What you need to do – Please rewrite the listing below with every "Species-survey task" swapped for "Labeling task", keeping everything else the same.

Provided entries –

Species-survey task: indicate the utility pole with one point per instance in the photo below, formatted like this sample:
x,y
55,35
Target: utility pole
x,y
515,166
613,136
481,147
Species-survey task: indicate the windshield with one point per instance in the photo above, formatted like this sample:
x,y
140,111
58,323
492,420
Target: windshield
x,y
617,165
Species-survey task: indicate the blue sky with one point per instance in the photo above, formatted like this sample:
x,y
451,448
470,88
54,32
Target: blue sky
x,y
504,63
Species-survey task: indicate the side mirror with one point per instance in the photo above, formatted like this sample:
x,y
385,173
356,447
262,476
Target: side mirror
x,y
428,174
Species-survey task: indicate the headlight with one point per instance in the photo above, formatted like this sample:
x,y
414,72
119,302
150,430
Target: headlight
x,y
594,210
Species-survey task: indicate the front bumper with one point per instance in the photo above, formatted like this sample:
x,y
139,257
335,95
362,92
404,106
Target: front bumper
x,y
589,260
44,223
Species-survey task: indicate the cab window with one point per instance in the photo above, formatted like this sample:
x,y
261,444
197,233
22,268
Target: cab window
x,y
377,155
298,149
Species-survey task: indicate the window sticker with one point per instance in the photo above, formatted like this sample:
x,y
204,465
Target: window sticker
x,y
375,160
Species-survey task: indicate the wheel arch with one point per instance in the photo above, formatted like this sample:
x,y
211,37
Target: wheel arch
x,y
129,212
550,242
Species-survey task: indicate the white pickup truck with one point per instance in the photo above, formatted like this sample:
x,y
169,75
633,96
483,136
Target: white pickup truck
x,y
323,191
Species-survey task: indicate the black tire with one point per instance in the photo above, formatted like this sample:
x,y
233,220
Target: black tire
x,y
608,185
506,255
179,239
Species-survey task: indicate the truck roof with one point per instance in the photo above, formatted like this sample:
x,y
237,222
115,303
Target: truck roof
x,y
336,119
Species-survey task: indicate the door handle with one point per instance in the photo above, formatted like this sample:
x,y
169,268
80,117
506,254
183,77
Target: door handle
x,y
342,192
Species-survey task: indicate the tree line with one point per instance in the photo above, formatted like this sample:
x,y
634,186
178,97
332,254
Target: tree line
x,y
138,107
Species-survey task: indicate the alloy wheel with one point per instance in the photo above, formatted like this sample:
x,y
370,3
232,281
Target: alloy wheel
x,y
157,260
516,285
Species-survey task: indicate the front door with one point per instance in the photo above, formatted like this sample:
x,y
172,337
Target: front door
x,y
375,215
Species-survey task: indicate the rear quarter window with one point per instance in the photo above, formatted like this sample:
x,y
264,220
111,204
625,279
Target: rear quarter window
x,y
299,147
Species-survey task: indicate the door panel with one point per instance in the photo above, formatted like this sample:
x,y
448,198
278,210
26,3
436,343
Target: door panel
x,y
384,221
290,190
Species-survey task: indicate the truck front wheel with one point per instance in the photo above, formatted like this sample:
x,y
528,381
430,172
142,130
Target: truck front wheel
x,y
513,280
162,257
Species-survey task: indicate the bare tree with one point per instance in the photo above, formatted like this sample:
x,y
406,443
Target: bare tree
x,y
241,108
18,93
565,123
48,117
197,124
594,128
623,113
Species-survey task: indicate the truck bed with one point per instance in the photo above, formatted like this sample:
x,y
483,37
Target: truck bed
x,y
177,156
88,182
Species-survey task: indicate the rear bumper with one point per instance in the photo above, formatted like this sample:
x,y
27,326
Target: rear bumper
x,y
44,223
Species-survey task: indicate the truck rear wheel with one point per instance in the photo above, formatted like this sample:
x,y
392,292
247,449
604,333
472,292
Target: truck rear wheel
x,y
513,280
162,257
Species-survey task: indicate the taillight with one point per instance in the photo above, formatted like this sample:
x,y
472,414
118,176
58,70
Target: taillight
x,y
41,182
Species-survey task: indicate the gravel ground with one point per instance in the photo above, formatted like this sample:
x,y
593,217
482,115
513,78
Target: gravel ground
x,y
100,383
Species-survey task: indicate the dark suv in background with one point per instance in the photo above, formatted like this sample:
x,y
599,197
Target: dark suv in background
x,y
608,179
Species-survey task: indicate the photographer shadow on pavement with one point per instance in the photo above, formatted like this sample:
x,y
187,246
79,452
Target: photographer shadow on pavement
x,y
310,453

Correct response –
Labeling task: indicate the utility pole with one point per instance in the photo below, formatted like this sample:
x,y
55,35
Target: utility pole
x,y
515,166
613,136
481,147
Labeling task: indicate the windshield with one point per instance in the photo above, formatted like this sample:
x,y
140,111
58,323
492,420
Target: windshield
x,y
617,165
Labeling task: indicate the blue sky with one point per instance in the photo above, formatted like this sample:
x,y
451,448
470,88
54,32
Target: blue sky
x,y
504,63
Labeling task: indicate the side mirror with one point per instance in the photo above, formatted like this sample:
x,y
385,173
356,447
262,476
Target: side mirror
x,y
428,174
Labeling task: indicate the headlight with one point per instance in the photo above, formatted like this sample:
x,y
414,72
119,302
150,430
Target: headlight
x,y
594,210
Labeling task: indicate the front bumper with one point per instance in the photo above, formatted like this sample:
x,y
139,257
335,95
362,92
404,106
Target: front bumper
x,y
589,260
44,223
Labeling task: indicate the cab window with one point per instance in the photo above, formatted like this sample:
x,y
261,444
197,233
22,268
Target: cab window
x,y
377,155
298,149
Labeling task: indicate the window sticker with one point per instance in the photo above, formatted like this sample:
x,y
204,465
Target: window sticker
x,y
375,160
Labeling task: indicate the wheel arch with one point per instance in the photo above, formatted like this sample:
x,y
211,37
Target: wheel arch
x,y
129,212
550,242
Labeling task: indicate the white pickup truck with one point per instance in the photo above, formatted like this sample:
x,y
169,75
633,96
483,136
Target: white pickup truck
x,y
323,191
Labeling task: indicate the black tire with one point per instance in the photo above, formatted like this sample:
x,y
233,220
Target: black tire
x,y
608,185
506,255
179,239
Labeling task: indicate the truck roof with one point per instance in the photo above, formatted like this sample:
x,y
237,222
115,303
Target: truck roof
x,y
336,119
Labeling task: indicate the door handle with one point per instance in the photo above, formatted like this sample:
x,y
169,268
80,117
506,254
183,77
Target: door handle
x,y
342,192
Labeling task: indicate the tree line with one point per instance in the photo above, formatted like this sample:
x,y
634,186
178,97
332,254
Target: tree line
x,y
138,107
Labeling task: indicate the alloy wheel with one point per instance in the photo above, formatted like this sample:
x,y
370,3
232,281
Target: alloy wheel
x,y
157,260
516,285
Labeling task: indicate the front door with one point per instance in the photo above, formatted like this sample:
x,y
172,337
Target: front door
x,y
375,215
Labeling task: indicate the rear quarter window with one point per instance in the photo above, formatted like this sample:
x,y
264,220
111,204
625,279
Target: rear quarter window
x,y
299,147
Labeling task: indicate the door panel with one point per instance in the photo above, formatted like this sample:
x,y
448,198
278,210
26,3
436,343
Target: door panel
x,y
384,221
290,190
Labeling task: indicate the truck front wheel with one point per instance in the photo above, formatted like this sample:
x,y
528,381
430,172
142,130
Target: truck front wheel
x,y
513,280
162,257
Labeling task: indicate the bare tree with one point per instance in the photo above, formatted like this sample:
x,y
406,443
Target: bare tree
x,y
241,108
18,93
565,123
48,117
197,124
594,128
623,113
Labeling task: indicate the truck bed with one point per instance in the photo above, formatted like this sample:
x,y
483,37
Target: truck bed
x,y
177,156
88,182
Labeling task: indicate the rear bumper with one point per instance in the photo above, formatted like this sample:
x,y
27,326
Target: rear bumper
x,y
44,223
Labeling task: indicate the truck rear wheel with one point per instance in the photo above, formatted like this sample:
x,y
392,292
247,449
604,333
472,292
Target: truck rear wheel
x,y
513,280
162,257
Labeling task: indicate the taillight with one point per instance in the photo above, formatted like this sample:
x,y
472,414
118,176
58,70
Target: taillight
x,y
41,182
Labeling task: indicate the gravel ground with one point per instance in the photo above, formatted like this sample:
x,y
593,217
482,115
513,78
Target: gravel ground
x,y
100,383
Labeling task: indicate the dark suv in background with one point per instance in the photo above, formatted like this sample:
x,y
599,197
Target: dark suv in background
x,y
608,179
Labeling task: indicate the photographer shadow on pavement with one point per instance in the photo above, formatted like this sample:
x,y
187,246
79,452
Target: photographer shadow on pavement
x,y
310,453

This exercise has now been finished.